### Requirements
Gather every line of the items below that contains the word "crowd" and list those lines.

── Material provided

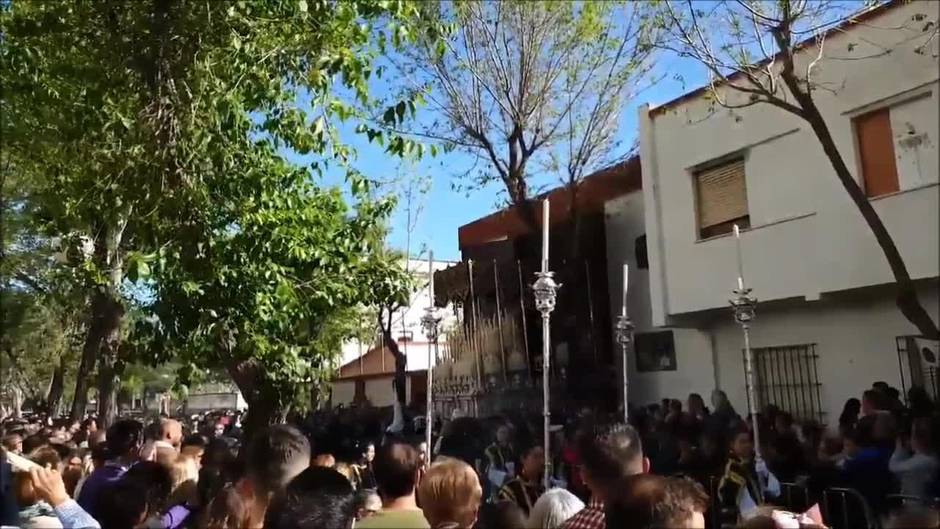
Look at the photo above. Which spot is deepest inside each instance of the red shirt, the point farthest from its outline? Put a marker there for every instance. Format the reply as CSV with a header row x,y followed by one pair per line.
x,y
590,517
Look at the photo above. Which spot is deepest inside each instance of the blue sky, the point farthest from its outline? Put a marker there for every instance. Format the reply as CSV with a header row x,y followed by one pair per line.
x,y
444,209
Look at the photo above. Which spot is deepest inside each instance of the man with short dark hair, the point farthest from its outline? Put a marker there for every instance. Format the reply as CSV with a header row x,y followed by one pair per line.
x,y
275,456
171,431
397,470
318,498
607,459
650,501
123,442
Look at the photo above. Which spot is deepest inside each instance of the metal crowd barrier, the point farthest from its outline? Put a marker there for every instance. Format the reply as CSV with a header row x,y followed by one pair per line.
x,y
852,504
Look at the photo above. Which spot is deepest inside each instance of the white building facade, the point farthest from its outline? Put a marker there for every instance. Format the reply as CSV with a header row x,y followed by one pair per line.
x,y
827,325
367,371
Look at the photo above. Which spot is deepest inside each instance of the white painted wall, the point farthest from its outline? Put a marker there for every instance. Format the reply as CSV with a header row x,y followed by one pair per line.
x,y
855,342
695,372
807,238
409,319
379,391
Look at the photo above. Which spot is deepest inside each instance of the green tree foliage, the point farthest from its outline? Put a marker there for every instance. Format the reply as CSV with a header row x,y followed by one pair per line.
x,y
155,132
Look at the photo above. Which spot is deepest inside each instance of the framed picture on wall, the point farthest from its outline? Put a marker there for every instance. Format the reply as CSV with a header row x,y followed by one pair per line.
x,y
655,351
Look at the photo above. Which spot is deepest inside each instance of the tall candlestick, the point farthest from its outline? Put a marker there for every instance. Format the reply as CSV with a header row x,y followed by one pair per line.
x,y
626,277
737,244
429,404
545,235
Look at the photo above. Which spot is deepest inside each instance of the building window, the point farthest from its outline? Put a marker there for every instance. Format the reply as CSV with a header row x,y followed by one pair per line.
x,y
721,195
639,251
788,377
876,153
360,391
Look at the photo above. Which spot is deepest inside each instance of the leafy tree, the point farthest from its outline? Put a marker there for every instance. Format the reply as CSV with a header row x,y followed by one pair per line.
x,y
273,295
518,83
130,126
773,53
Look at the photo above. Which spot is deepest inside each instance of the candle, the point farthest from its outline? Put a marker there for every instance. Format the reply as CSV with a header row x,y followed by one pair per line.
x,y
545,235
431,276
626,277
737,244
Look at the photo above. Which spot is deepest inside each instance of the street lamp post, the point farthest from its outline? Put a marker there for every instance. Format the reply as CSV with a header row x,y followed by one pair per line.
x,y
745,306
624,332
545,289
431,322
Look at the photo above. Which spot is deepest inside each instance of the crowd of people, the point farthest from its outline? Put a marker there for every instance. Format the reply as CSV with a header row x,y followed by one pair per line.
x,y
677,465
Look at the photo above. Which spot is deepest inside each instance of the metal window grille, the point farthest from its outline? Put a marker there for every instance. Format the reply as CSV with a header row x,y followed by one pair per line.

────
── Material provided

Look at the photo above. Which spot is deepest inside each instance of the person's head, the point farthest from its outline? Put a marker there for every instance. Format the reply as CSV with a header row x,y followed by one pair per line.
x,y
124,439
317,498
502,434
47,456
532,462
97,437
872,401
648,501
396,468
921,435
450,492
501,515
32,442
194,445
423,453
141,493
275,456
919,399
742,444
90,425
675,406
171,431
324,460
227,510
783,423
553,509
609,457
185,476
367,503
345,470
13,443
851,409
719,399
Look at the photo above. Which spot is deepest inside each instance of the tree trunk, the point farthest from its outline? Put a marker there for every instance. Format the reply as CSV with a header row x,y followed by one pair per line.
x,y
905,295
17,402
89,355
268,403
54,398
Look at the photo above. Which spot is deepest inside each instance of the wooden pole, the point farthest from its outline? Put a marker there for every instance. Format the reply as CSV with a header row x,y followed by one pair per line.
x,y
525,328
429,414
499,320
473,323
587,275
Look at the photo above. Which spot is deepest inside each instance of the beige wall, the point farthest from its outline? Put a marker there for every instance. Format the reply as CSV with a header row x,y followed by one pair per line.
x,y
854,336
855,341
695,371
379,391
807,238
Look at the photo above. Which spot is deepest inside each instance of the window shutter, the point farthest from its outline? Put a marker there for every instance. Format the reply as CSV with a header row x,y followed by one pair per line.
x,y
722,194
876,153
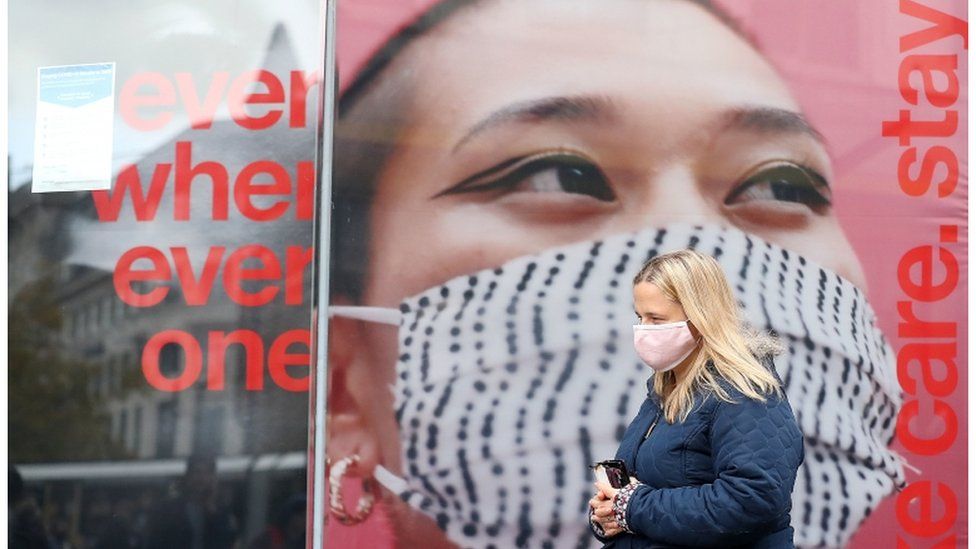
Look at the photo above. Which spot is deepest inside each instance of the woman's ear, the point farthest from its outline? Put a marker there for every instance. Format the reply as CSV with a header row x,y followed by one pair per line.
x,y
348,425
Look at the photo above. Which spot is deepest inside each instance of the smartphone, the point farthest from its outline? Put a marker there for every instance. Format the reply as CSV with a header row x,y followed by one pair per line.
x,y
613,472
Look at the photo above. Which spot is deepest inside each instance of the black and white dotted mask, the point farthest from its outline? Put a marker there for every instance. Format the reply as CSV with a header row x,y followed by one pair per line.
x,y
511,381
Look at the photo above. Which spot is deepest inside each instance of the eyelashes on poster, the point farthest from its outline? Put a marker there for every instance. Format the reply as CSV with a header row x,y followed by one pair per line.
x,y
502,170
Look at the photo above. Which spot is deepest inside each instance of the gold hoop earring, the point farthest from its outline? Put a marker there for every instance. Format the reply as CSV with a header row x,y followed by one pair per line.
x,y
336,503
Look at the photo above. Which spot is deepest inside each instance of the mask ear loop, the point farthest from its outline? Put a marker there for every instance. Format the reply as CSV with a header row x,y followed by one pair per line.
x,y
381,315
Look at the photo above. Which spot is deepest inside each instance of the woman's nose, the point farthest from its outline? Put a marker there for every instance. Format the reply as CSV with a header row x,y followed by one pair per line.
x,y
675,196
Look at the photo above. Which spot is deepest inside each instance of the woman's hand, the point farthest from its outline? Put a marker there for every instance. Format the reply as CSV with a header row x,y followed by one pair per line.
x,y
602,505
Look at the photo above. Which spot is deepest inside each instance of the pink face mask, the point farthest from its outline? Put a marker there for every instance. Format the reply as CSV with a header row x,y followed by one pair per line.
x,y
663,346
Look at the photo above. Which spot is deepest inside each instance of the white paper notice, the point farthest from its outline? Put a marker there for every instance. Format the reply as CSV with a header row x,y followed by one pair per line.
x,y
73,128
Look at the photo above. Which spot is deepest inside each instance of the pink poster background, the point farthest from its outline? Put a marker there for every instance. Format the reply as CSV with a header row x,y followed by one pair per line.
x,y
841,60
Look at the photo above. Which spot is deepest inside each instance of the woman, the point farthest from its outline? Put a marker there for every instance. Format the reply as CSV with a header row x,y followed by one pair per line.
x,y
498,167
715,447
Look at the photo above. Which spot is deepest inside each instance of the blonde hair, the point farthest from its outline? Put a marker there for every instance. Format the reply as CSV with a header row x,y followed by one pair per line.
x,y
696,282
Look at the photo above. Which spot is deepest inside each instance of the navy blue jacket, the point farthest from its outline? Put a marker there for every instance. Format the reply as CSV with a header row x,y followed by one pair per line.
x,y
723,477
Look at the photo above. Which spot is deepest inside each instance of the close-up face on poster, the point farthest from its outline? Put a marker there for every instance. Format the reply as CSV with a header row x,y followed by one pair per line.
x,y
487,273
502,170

────

### Expected answer
Look at the photo above. Which spot is deepest inside each instance of the metal crowd barrier, the point farthest from its outline? Put a marker there for every instance. Format the reply as CSV with a header row x,y followed by one pair per line.
Look at the photo above. Which spot is deepest inside each instance of the crowd of people, the point farthest from its outline? Put a marker there for every instance. Format the reply as CSV with a header row x,y followed by one pair per line.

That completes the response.